WHAT THE TASK ASKS -
Starting at the line that contains "For the benchmark, mark every instance of the red t-shirt", transcribe every remaining line of the entries exactly, including the last one.

GIVEN RECORDS -

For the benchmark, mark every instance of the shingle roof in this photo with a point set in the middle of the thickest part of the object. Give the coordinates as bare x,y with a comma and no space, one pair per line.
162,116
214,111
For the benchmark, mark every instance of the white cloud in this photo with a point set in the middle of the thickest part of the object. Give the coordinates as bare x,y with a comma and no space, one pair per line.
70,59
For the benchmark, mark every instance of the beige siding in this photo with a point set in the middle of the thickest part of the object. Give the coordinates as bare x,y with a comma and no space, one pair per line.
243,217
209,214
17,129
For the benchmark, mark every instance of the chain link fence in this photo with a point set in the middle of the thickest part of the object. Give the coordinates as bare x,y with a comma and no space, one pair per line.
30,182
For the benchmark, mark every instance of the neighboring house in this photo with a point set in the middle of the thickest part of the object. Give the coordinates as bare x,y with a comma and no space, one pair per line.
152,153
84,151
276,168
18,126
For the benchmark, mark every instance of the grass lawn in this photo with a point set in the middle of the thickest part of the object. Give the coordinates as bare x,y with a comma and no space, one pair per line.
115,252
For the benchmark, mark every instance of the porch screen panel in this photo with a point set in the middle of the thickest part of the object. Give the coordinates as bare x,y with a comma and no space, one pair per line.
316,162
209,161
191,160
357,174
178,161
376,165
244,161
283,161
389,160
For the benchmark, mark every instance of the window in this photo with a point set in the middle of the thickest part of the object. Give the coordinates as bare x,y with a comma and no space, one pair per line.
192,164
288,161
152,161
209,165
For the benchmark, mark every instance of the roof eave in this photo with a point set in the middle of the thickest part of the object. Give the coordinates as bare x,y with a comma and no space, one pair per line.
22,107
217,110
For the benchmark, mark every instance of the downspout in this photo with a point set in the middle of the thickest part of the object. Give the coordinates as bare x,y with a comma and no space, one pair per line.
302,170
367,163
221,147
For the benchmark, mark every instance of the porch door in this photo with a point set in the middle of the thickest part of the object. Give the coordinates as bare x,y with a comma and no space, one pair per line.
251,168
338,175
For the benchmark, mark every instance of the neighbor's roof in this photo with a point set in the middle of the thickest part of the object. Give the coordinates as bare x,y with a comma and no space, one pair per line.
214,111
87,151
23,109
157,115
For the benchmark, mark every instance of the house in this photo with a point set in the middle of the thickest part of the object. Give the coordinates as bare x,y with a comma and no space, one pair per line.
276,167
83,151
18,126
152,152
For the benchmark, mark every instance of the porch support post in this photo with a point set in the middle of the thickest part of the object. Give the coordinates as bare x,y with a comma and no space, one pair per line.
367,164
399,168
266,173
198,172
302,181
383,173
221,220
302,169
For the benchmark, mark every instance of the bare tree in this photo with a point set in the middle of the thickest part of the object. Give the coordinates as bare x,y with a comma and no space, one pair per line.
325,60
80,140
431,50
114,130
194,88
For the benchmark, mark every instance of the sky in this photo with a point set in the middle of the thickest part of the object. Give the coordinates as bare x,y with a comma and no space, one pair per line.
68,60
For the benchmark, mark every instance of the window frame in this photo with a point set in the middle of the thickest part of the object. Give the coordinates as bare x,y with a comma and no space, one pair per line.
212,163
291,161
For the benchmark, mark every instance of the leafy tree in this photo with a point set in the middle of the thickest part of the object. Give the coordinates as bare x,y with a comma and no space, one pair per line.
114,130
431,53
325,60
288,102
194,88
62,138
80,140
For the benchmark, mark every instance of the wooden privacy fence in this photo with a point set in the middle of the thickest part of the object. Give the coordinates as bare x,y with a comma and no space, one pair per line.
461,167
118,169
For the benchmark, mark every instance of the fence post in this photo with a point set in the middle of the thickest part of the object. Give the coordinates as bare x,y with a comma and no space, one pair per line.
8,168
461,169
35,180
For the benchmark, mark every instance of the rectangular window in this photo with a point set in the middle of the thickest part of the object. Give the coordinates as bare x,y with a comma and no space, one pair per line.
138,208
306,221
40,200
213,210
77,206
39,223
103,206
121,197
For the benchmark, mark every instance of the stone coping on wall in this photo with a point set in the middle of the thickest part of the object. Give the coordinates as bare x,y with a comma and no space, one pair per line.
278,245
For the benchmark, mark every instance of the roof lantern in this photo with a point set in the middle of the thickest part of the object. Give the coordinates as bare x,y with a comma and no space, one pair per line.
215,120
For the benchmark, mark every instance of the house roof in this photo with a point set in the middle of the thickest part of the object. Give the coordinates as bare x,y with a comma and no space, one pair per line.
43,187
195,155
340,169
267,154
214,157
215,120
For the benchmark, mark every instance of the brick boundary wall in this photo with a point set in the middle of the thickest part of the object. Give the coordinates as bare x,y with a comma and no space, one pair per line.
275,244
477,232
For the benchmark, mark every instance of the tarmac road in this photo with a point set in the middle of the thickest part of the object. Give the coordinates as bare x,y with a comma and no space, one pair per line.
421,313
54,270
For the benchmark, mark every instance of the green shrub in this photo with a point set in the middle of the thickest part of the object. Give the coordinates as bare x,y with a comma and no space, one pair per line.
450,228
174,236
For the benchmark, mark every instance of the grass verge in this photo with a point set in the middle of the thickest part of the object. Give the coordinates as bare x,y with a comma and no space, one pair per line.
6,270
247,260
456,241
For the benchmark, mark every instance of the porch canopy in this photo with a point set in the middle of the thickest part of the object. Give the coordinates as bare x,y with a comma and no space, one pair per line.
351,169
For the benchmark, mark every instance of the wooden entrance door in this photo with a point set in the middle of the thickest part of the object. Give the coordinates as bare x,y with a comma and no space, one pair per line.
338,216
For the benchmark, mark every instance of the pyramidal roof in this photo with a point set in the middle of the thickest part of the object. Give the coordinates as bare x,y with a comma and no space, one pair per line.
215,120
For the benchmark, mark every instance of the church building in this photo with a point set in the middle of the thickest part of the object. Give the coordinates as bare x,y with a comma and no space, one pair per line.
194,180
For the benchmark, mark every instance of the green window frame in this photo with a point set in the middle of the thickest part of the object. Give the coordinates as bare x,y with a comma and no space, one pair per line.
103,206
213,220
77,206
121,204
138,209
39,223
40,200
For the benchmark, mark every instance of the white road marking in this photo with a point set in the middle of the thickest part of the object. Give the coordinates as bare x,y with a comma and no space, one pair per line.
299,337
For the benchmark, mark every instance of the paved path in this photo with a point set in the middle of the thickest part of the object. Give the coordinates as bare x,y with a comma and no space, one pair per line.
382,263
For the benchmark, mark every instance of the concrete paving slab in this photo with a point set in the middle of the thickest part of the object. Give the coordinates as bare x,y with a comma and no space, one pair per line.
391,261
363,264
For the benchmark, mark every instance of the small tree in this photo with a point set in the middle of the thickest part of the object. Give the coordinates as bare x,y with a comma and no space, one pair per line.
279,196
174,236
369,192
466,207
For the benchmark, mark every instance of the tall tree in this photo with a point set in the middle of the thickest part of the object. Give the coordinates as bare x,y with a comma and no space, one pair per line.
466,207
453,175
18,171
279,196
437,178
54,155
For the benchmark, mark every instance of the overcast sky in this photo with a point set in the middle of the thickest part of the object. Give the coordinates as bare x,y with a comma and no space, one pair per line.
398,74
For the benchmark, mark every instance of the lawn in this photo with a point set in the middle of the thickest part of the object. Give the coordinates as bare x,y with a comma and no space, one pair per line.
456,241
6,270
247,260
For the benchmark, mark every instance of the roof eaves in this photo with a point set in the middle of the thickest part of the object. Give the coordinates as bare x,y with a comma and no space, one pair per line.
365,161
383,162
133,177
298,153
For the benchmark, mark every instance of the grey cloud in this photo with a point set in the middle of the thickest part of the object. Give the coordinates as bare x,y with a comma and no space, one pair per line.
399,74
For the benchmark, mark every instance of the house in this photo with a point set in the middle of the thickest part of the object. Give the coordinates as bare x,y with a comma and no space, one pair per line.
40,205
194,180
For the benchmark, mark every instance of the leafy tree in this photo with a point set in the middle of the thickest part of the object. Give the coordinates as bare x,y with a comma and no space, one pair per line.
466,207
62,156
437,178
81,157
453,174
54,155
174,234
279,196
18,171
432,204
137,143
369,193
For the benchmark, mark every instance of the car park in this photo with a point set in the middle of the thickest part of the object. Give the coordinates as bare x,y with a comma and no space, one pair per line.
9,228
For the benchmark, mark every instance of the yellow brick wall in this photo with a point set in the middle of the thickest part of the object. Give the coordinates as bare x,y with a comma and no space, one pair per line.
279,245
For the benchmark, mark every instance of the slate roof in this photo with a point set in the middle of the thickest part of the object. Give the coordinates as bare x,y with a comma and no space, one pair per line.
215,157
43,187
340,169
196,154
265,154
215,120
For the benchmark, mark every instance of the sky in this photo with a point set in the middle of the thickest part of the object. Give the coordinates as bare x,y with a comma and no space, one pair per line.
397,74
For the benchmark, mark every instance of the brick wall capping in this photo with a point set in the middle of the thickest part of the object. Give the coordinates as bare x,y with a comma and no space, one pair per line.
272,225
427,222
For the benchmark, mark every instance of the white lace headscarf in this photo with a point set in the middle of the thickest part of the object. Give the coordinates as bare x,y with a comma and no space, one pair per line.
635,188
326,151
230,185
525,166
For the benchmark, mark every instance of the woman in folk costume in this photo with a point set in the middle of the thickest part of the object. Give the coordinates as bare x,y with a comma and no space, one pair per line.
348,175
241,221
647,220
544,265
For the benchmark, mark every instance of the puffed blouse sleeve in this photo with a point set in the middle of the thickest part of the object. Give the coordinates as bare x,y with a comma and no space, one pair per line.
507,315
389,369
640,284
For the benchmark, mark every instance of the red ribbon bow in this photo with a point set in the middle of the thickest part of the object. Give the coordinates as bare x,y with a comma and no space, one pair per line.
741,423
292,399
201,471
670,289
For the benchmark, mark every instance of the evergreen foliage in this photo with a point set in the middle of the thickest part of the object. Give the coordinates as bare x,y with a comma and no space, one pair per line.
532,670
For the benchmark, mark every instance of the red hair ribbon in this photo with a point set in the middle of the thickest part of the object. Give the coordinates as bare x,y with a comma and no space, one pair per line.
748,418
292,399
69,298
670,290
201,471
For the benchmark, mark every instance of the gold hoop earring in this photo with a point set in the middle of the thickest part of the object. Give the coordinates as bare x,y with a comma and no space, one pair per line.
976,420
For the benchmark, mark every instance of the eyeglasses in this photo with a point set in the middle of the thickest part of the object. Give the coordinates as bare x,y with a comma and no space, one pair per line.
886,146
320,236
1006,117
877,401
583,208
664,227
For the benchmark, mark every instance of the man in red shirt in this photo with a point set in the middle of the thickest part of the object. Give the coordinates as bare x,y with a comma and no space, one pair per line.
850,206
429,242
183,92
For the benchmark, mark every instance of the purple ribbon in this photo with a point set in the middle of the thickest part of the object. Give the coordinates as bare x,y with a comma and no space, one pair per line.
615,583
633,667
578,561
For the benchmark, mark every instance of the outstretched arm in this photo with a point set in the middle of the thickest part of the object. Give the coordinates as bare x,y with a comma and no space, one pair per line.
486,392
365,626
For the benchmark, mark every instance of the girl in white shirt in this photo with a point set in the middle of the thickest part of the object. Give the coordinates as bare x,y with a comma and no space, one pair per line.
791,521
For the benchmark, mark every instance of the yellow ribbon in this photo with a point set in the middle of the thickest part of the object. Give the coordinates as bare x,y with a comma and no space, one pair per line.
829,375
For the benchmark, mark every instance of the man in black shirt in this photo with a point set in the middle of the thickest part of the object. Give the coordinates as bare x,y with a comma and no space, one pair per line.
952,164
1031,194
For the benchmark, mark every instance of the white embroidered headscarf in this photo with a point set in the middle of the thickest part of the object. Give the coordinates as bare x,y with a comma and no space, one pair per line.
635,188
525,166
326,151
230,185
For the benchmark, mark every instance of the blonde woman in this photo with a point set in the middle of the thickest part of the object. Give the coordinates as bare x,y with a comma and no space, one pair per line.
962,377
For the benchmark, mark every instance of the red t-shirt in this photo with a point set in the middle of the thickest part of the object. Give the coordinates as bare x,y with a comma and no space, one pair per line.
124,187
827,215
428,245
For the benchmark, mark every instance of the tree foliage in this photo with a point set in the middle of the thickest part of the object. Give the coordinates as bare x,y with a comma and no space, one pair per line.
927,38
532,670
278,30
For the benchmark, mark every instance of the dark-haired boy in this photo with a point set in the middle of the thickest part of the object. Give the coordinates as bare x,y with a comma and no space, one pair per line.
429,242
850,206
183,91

ANSWER FOR THIS EXERCISE -
For the benchmark, mark every instance of the red t-shirt in this photo with a point set in the middle of the thickest part of the object. Give the coordinates as bare x,y with a comma and no space, one pair per line.
124,187
827,215
428,245
For the benchmark, mark every instance of the tree foliage in this photo with a point set in the middle of the thickest part of the object. Give the coordinates as bare x,y with a comma and no space, one pair per line.
927,38
532,670
278,30
For the benchmark, mark every instance of the dark-haired boy in this photo with a point set in the middle of the thickest part of the object. Give the coordinates as bare x,y with a comma and no space, one pair per line.
429,242
850,206
183,91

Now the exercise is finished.